* _Exercise goal_
Copy only the part of the material below that runs from the line containing "the wooden cutting" down to the line containing "[(106, 11)]", requests included, and offset every coordinate in the answers by adding 32 to it. Leave the numbers in the requests and their format samples unchanged.

-- begin Stored rows --

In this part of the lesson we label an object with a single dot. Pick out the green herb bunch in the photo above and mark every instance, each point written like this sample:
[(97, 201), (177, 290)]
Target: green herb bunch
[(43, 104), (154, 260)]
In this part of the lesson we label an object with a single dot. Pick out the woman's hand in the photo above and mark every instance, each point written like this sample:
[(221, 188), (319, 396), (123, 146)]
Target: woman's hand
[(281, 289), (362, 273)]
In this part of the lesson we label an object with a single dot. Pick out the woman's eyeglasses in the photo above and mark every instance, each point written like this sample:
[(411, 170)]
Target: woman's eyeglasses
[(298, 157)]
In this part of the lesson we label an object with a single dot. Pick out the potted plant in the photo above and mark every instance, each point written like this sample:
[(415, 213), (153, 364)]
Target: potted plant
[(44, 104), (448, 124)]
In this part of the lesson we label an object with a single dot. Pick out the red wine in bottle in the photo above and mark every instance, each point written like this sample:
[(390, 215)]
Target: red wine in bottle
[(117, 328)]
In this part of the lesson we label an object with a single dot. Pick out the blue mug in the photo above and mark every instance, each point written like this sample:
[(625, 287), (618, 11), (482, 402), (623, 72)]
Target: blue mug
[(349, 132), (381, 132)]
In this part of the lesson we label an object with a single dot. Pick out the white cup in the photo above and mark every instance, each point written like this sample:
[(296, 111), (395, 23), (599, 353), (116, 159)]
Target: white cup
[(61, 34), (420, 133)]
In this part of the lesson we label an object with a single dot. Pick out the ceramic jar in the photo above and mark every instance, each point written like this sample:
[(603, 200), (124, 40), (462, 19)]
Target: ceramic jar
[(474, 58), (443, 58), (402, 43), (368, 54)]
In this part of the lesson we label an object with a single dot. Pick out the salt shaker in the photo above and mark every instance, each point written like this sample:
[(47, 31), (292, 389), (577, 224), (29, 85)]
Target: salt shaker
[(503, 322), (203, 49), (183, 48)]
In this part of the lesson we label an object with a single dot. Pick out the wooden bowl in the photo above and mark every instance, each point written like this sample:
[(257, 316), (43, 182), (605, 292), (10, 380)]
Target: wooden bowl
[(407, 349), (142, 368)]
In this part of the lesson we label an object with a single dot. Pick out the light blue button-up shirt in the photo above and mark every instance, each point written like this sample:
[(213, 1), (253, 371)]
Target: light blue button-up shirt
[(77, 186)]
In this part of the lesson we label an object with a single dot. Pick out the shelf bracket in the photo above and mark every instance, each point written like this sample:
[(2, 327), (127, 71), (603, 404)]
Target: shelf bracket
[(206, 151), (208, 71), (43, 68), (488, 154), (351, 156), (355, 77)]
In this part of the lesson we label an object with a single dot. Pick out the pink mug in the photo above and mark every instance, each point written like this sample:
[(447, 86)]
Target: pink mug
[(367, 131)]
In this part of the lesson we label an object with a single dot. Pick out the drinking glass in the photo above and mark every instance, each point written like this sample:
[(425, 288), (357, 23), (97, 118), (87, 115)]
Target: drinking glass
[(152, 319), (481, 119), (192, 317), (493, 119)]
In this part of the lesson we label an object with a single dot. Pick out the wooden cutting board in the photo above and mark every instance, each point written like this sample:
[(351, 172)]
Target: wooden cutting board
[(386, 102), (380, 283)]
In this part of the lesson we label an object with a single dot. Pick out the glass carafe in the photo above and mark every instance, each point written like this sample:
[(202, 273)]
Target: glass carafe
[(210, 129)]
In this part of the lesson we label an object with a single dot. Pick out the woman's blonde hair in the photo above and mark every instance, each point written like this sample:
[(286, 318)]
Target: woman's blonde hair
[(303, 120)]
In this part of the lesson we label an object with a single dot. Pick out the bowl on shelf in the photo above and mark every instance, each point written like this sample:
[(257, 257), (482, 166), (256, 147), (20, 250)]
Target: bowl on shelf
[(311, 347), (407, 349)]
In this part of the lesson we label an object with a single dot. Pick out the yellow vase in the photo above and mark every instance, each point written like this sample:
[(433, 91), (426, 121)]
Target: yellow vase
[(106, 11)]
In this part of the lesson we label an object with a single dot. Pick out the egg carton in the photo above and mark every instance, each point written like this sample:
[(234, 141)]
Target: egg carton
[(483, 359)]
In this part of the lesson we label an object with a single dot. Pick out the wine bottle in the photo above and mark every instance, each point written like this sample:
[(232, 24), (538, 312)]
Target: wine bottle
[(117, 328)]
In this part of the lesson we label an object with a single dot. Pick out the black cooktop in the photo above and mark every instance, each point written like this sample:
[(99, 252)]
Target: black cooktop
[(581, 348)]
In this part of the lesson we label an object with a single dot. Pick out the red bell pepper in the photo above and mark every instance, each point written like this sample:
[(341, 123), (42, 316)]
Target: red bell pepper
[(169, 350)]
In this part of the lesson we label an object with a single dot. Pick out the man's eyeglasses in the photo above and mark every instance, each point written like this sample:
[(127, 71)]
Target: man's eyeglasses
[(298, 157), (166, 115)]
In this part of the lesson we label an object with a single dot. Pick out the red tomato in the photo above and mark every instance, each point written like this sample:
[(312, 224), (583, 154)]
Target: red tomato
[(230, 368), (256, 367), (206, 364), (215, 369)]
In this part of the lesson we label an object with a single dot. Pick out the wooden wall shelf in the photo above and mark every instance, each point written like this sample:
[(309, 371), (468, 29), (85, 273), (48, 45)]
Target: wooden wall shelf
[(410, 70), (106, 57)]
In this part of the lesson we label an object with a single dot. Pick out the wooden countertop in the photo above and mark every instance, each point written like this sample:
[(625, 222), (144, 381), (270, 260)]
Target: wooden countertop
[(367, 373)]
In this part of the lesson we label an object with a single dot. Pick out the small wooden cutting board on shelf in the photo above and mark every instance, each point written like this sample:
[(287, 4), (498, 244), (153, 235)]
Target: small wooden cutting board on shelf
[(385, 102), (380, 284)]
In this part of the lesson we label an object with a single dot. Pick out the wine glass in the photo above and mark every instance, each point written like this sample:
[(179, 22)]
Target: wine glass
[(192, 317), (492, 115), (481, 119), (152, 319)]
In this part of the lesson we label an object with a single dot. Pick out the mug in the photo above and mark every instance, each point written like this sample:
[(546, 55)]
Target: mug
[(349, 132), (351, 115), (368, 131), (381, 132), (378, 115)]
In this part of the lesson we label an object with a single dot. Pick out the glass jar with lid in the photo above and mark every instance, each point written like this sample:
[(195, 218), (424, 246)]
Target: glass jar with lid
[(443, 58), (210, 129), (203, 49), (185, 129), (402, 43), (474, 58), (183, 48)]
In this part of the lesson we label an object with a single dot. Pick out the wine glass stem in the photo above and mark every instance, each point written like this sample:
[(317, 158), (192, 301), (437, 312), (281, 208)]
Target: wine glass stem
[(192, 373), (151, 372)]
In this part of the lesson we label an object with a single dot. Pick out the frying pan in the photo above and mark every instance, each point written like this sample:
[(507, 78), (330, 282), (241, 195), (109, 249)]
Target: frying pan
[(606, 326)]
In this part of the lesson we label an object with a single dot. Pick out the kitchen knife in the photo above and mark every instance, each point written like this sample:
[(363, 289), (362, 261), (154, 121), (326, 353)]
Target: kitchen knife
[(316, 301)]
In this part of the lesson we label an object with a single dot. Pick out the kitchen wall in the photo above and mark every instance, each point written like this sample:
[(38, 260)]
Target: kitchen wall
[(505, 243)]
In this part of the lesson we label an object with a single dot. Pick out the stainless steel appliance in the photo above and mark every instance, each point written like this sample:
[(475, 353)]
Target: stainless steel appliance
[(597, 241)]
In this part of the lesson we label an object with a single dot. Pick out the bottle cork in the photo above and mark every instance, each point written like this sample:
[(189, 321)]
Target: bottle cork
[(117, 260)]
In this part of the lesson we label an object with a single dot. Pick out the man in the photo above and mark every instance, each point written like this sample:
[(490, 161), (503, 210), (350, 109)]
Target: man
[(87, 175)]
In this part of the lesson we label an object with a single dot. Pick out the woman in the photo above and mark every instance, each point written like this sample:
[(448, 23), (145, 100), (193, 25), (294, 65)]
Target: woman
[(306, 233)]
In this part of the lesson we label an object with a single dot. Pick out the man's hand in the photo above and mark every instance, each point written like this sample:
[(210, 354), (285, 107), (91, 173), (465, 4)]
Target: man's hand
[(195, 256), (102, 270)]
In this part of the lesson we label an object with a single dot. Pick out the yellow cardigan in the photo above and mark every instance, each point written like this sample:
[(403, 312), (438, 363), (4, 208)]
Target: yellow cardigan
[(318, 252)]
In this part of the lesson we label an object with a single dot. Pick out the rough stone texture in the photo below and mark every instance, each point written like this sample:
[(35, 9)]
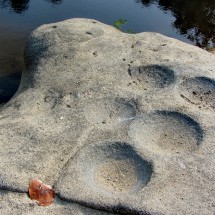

-- end Stored rows --

* _The completed task_
In this part of the lesson we label an object with a single dot. Pick out the wooden cutting board in the photo above and mark every instance, each point written like this sample:
[(351, 172)]
Target: wooden cutting board
[(418, 134), (412, 315)]
In this part of the lesson we label an object with a single dot. Pick out the glass carafe in the photo above and mark every instance, each point written like this sample:
[(202, 273)]
Target: glass carafe
[(242, 161)]
In this part of the lesson we label an object with a single dot. Pick out the woman's blonde hair in the photo above and mark every instance, each point written like this sample:
[(286, 318)]
Target: woman's blonde hair
[(335, 152)]
In this part of the lesson we label an object with a single dot. Pick out the bowl on shelf in the photo above and mark every instance, each point written like this sample:
[(257, 257), (482, 166), (256, 147), (20, 250)]
Target: bowl on shelf
[(343, 379), (439, 381)]
In this part of the lesson we label an object with a single dot. Pick out the yellow vase in the photo above and mark every instance, each point written like this sample:
[(433, 91), (426, 121)]
Target: yellow vase
[(138, 43)]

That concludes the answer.